Start of Document section
The Battle of Grobnik field is a legendary battle that supposedly occurred in 1242 between the Croats and the Mongols (also called "Tatars") of the Golden Horde in the area below the Grobnik Castle in the present-day Čavle municipality in Primorje-Gorski Kotar County, western Croatia. The legend was recorded as late as the 16th century and was later a focus of an early romantic poem The Grobnik Field written in 1842 by Dimitrija Demeter for the 600th anniversary of the battle. Legend has it that, in a last-ditch struggle, Croats from all over the region gathered at the field and killed thousands of Mongols, who withdrew, never to return.

Historical background

Mongols began attacking Europe in the 1220s. They conquered most of Russia and then headed west in the late 1230s. In almost every battle the Christian armies were destroyed and much of Hungary, Poland and the Balkans were laid to waste by Batu Khan, grandson of Genghis Khan. It is known that the Mongols overran Zagreb and swept through Lika and Dalmatia, but were unable to take Vinodol. The extent of death and destruction dealt out by the Mongols was compared to an epidemic of the black plague.
End of Document section
Start of Source excerpt
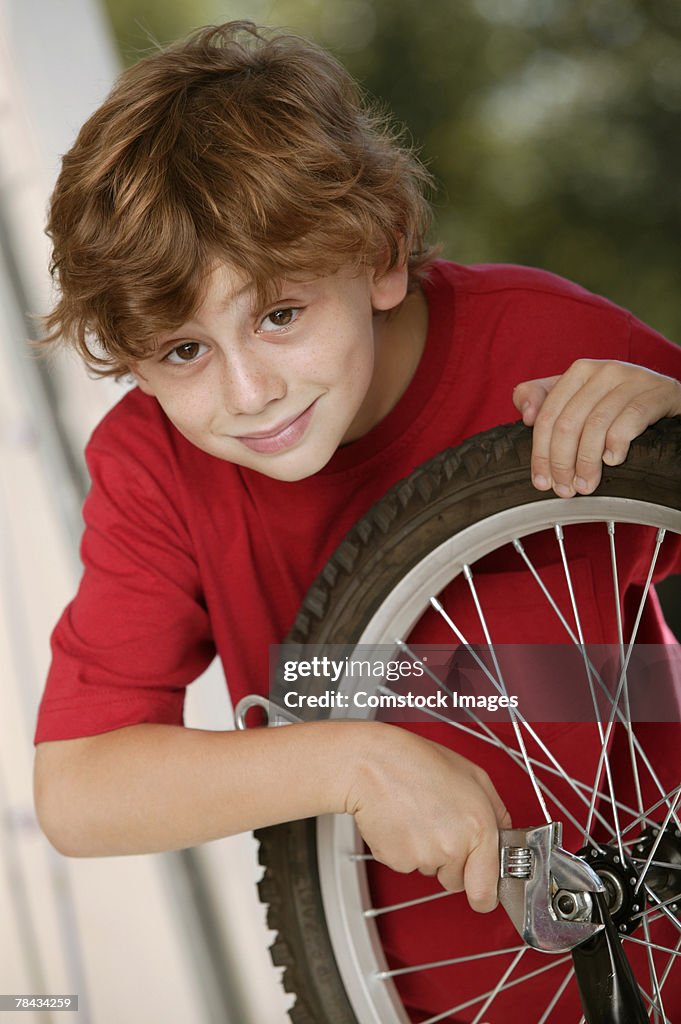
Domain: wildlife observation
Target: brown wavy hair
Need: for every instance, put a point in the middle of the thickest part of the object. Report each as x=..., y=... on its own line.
End of Source excerpt
Set tasks:
1. In the text on the Battle of Grobnik field, in what year did Dimitrija Demeter write The Grobnik Field?
2. Carry on the text about the Battle of Grobnik field, picking up after its final sentence.

Responses to the tasks:
1. 1842

2.
Narrative of the battle
Arriving at the Grobnik field, the Mongols encountered a native Croatian army that tried to stop their advance and invasion. In the battle that followed, the Mongols were destroyed, losing an entire army of 30,000 people led by the notorious army leader Batu Khan. It is said that Grobnik ("field of graves") got its name from the many graves that were built after the battle due to great casualties. It was one of the last battles of the Mongols in Europe, after which they retreated to their homeland in far Asia.

Historicity
Some scholars and historians have long doubted and still are arguing if the battle ever took place. Some of them think that battle didn't occur.  There has been no physical evidence of a battle uncovered on the supposed battlefield, nor is the battle mentioned in any document from that time. The first accounts about this battle are mentioned in the documents from the 14th century, but some claim that they were either a hoax or not verifiable. Legend also has it that the Croats also fought off a Turkish invasion at Grobnik field several centuries later by wearing the heads of cows and other animals (see zvončari), scaring the enemy.

See also
Mongols
Tatars
Béla IV of Hungary
Batu Khan

References

Further reading

Frankopani pobili 56 tisuća Tatara?!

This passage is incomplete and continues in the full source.